Problem >> Convert the data below into a JSON list of strings, one string per line with blank lines omitted. Cover only the lines from the one containing "out the winding" through the last line of the data, both included.

══════════════════════════════

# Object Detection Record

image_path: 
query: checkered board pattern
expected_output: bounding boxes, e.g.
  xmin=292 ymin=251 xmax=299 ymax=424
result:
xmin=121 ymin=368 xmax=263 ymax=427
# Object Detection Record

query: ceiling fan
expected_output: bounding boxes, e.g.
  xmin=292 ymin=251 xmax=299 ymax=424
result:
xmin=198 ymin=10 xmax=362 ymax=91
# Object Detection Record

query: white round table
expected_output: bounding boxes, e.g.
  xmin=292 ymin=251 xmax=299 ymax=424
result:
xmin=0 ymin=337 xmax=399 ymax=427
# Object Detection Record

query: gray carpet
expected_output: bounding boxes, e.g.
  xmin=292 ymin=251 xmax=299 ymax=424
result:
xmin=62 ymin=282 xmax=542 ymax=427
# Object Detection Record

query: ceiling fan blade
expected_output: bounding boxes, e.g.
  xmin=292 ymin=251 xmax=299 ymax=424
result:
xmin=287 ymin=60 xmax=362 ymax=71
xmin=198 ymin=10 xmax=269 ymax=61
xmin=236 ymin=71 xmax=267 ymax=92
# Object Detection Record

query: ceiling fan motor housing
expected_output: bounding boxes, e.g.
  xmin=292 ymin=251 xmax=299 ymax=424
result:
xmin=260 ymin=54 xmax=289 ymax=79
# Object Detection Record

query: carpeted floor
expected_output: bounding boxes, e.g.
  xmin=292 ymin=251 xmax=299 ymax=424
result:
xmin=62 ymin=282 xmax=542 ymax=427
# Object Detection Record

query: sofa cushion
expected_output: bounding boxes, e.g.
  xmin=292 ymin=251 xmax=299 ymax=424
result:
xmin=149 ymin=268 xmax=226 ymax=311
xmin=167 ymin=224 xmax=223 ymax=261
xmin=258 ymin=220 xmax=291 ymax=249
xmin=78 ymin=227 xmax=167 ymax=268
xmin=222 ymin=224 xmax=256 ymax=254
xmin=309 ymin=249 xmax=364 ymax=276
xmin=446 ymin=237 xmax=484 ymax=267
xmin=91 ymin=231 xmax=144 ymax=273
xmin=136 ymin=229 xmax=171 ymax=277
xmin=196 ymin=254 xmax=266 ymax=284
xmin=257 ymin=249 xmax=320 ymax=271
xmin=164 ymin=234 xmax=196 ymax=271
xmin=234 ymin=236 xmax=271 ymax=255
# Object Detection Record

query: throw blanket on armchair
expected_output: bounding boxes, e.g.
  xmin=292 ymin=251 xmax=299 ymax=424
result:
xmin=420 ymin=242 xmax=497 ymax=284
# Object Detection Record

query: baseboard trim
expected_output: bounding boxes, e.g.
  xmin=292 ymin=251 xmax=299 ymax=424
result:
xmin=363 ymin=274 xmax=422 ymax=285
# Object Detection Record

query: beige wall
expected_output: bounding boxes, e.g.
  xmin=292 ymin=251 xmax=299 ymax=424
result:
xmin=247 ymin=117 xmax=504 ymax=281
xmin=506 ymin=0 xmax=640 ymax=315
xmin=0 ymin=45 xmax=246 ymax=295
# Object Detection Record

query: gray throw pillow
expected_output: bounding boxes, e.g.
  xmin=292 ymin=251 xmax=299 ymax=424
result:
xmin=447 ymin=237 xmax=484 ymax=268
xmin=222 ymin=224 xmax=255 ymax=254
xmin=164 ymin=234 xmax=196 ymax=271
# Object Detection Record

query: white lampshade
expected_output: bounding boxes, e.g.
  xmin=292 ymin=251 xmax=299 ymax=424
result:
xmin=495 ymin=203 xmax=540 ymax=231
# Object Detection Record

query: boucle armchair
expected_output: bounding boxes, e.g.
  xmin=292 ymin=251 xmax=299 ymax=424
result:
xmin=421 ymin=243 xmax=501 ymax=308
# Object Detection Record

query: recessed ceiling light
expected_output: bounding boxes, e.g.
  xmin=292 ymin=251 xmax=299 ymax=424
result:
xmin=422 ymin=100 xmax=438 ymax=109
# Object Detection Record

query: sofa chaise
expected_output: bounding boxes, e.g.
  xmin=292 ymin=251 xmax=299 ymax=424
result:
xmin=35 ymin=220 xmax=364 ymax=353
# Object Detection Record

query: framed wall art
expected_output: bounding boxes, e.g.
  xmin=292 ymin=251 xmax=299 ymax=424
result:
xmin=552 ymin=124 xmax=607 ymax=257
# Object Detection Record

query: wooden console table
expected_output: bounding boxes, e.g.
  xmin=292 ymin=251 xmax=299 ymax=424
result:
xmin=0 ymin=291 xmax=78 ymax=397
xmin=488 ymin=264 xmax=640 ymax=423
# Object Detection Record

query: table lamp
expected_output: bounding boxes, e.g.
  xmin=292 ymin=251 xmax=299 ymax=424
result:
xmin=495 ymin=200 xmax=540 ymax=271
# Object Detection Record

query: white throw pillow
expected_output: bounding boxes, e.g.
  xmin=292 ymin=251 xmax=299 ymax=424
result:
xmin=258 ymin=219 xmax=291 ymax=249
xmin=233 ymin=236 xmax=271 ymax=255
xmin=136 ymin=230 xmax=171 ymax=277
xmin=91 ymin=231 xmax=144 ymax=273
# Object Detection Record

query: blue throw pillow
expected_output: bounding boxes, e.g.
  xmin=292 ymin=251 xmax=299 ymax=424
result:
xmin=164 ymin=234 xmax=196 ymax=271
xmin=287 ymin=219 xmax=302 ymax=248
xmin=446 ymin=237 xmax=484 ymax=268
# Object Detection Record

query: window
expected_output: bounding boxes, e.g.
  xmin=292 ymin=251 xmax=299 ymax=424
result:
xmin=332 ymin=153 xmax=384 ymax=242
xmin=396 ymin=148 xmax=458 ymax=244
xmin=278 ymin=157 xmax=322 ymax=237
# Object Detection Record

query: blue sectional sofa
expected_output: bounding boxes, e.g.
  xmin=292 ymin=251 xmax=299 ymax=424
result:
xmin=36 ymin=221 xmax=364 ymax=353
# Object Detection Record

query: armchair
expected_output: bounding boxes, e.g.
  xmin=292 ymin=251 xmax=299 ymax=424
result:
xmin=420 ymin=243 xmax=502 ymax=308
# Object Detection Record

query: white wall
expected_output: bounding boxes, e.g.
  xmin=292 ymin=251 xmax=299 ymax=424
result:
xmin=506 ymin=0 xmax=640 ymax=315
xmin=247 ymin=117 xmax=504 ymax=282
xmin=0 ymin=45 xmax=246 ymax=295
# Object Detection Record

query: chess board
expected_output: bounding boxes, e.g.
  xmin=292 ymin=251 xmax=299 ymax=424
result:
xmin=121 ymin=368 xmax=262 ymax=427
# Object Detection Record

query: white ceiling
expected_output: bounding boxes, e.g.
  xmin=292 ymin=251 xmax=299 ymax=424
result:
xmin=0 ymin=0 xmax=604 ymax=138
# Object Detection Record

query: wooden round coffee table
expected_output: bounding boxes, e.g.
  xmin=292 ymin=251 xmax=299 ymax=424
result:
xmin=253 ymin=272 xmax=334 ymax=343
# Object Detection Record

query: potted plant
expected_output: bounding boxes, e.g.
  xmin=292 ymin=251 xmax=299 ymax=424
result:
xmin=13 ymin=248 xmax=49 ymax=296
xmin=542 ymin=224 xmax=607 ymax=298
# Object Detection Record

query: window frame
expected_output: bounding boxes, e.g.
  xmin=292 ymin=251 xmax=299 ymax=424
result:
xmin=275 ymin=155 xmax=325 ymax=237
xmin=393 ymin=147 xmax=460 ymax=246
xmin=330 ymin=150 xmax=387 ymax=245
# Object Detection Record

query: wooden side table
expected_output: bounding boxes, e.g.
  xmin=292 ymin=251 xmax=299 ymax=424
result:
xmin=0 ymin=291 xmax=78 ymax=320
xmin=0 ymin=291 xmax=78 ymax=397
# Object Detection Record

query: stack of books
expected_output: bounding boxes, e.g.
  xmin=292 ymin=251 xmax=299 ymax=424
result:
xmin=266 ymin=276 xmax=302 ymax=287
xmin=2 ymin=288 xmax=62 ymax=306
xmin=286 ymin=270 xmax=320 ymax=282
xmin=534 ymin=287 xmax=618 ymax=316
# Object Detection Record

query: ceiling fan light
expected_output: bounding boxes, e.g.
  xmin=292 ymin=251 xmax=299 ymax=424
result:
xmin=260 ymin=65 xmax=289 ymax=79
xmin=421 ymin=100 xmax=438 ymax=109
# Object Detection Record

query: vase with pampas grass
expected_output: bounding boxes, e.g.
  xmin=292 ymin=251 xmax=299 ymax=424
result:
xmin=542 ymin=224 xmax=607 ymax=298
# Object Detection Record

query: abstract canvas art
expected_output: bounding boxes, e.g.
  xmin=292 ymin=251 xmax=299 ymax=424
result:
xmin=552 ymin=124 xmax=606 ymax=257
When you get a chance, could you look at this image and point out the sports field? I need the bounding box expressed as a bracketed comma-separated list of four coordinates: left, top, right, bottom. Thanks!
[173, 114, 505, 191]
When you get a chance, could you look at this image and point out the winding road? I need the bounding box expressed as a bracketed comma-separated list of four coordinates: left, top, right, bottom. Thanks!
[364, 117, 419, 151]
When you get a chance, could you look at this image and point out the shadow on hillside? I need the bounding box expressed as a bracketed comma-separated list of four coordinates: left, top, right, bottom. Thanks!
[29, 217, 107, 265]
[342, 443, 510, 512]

══════════════════════════════

Task response >>
[
  "When you get a chance, could you look at this image and point out the winding road? I need the bounding box expressed as a bracketed comma-separated list of four coordinates: left, top, right, bottom. Thanks!",
  "[364, 117, 419, 151]",
  "When you get a chance, could you look at this image and point out the shadow on hillside? I need the bounding box expressed as a bracketed comma-separated list of four coordinates: left, top, right, bottom. Thanks!",
  "[29, 217, 107, 265]",
  "[342, 443, 510, 512]"
]